> **Input rows**

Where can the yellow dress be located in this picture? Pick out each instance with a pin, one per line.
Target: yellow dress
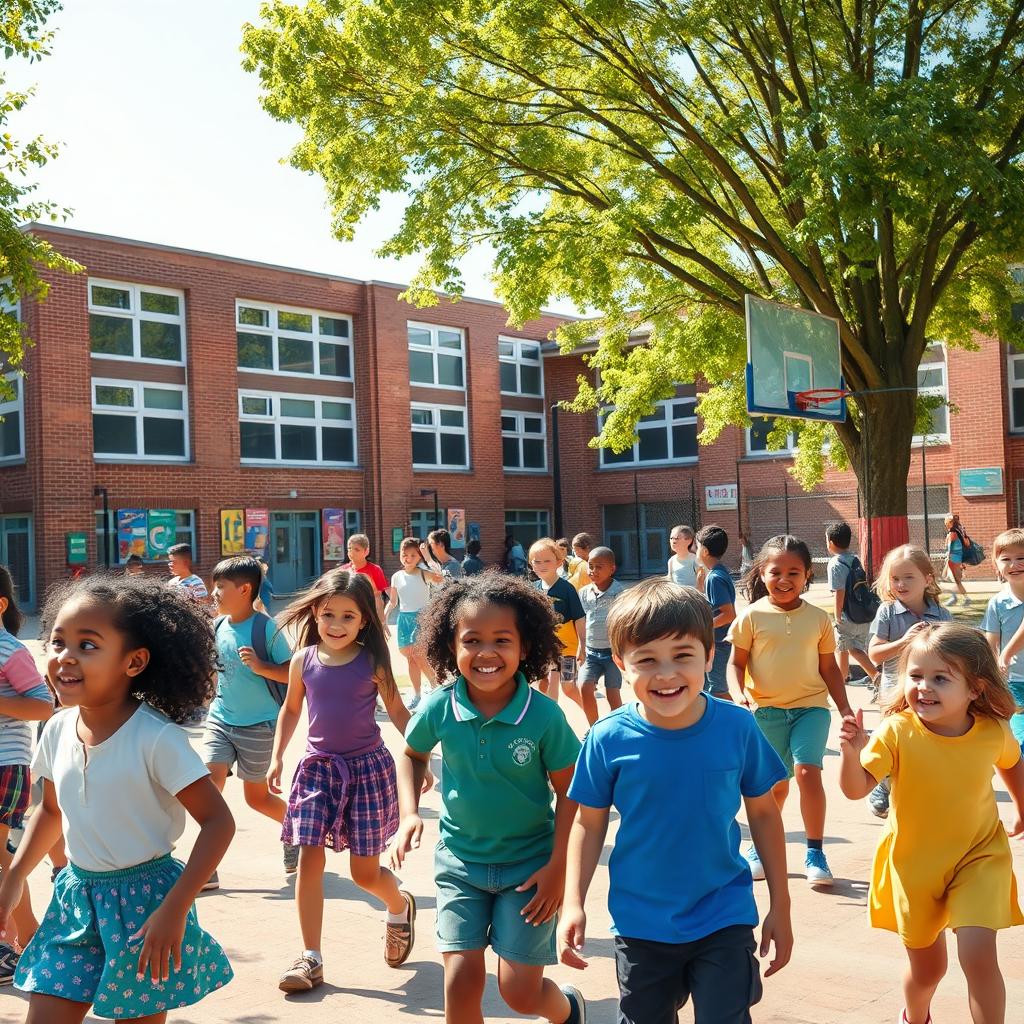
(943, 860)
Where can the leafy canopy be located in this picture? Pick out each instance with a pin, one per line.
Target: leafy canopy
(656, 160)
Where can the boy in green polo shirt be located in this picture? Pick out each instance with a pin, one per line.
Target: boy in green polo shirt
(500, 864)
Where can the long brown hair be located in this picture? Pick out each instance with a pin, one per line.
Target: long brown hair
(301, 615)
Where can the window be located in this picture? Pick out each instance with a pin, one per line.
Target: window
(520, 367)
(136, 322)
(523, 441)
(668, 434)
(303, 429)
(436, 356)
(12, 419)
(295, 342)
(138, 420)
(439, 437)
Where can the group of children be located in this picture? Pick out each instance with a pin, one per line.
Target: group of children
(525, 807)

> **Exercise brief**
Copy every record above word for word, omitting the pictures.

> **Answer for this exercise**
Where can the yellow dress be located in this picture? Pick out each instance with a pin, one per line.
Target: yellow dress
(943, 860)
Where can the leafy canopy be located in this picture? Pick out each instance with a pin, one per line.
Target: leafy canopy
(656, 160)
Where can the boy in green polo shirt be located in this picture? Pick out each instance with a pin, one per line.
Target: boy in green polo shirt
(500, 864)
Where can the long brown hair be located in this picture? Pick out each instance with a pin, one per line.
Target: long brown hair
(301, 615)
Where can the window be located in this picture? Pick out each instance with a pin, one per line.
Target: window
(520, 367)
(136, 322)
(523, 441)
(668, 434)
(303, 429)
(436, 356)
(12, 419)
(295, 342)
(138, 420)
(439, 437)
Where can the group of children be located in this picture? Pick out each instance with a pin, one per line.
Target: group of children
(525, 807)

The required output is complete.